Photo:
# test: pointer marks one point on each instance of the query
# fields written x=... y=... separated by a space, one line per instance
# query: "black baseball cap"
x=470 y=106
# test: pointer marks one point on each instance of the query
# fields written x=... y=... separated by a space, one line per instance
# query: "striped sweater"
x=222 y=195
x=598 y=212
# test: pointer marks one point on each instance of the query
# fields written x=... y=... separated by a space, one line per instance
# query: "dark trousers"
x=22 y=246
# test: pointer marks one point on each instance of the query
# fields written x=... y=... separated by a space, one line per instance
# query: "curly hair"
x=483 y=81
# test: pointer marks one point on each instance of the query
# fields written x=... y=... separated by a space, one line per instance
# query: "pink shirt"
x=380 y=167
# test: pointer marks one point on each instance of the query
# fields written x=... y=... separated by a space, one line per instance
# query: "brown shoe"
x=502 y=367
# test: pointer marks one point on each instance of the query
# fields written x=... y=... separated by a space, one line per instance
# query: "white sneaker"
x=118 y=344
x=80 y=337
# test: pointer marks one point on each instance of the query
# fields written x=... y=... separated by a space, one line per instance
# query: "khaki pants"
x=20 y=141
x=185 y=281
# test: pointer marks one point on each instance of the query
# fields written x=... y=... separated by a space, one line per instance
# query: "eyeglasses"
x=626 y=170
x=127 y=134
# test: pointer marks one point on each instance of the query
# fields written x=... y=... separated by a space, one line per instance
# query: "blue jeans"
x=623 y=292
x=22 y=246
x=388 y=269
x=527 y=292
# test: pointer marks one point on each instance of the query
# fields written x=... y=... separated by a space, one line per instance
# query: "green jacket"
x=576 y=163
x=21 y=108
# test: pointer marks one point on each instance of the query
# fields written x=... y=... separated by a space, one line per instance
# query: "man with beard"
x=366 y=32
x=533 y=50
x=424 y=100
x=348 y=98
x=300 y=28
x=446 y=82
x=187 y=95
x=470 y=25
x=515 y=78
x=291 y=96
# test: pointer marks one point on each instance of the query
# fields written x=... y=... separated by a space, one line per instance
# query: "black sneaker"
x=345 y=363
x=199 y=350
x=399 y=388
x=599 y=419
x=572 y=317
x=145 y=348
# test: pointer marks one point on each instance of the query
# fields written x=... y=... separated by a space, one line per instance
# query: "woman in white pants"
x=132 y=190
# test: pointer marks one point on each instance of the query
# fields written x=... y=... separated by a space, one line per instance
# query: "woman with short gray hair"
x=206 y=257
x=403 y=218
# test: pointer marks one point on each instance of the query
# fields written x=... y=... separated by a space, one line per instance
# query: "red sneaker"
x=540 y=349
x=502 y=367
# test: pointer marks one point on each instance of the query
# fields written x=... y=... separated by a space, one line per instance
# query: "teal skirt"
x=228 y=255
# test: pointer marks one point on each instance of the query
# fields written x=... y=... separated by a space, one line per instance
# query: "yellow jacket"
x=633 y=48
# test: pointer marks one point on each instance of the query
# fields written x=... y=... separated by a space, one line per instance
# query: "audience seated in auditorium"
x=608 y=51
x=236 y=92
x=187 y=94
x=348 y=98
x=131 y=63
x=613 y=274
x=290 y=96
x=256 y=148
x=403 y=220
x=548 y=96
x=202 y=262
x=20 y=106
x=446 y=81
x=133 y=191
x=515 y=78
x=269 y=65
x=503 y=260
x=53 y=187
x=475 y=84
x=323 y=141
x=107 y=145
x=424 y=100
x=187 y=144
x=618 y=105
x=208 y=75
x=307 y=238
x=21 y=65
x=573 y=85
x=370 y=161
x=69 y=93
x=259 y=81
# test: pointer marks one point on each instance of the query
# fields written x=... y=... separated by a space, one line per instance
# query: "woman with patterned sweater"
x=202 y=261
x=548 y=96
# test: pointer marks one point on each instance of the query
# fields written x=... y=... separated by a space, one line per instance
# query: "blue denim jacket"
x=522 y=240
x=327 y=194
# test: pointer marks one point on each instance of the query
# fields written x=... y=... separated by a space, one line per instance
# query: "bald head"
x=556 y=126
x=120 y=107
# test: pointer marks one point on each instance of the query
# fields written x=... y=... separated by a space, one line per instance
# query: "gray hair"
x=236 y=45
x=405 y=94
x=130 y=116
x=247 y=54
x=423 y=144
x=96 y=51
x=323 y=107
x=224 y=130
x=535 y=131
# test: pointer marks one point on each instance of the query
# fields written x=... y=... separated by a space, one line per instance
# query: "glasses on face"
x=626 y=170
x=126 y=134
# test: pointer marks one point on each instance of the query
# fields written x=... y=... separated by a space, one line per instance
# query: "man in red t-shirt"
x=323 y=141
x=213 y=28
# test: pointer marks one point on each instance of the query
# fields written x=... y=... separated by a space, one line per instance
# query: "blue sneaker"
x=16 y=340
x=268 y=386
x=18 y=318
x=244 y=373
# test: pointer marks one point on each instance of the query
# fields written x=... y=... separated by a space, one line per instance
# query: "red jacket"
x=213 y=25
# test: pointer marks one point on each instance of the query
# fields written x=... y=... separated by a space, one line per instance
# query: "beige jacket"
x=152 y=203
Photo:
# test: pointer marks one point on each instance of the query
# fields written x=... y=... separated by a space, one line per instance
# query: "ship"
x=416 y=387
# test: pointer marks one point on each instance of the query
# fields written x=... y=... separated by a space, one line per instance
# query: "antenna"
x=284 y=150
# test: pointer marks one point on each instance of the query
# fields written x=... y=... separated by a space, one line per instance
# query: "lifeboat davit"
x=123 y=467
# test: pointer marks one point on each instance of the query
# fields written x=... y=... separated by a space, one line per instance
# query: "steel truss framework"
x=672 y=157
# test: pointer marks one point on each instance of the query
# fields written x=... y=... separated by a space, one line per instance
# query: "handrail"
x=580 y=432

▸ What needs to be done: Reproduce the lines starting at the first line and ending at the line containing "x=598 y=212", substituting "knit sweater" for "striped sweater" and leaving everything else unchanged.

▸ Final result:
Photo:
# test: pointer marks one point on each instance of the query
# fields written x=... y=... separated by a space, one line per instance
# query: "black baseball cap"
x=470 y=106
# test: pointer marks one point on each instance of the query
# fields written x=... y=... separated by a space, one line per instance
# query: "knit sweater"
x=222 y=195
x=598 y=212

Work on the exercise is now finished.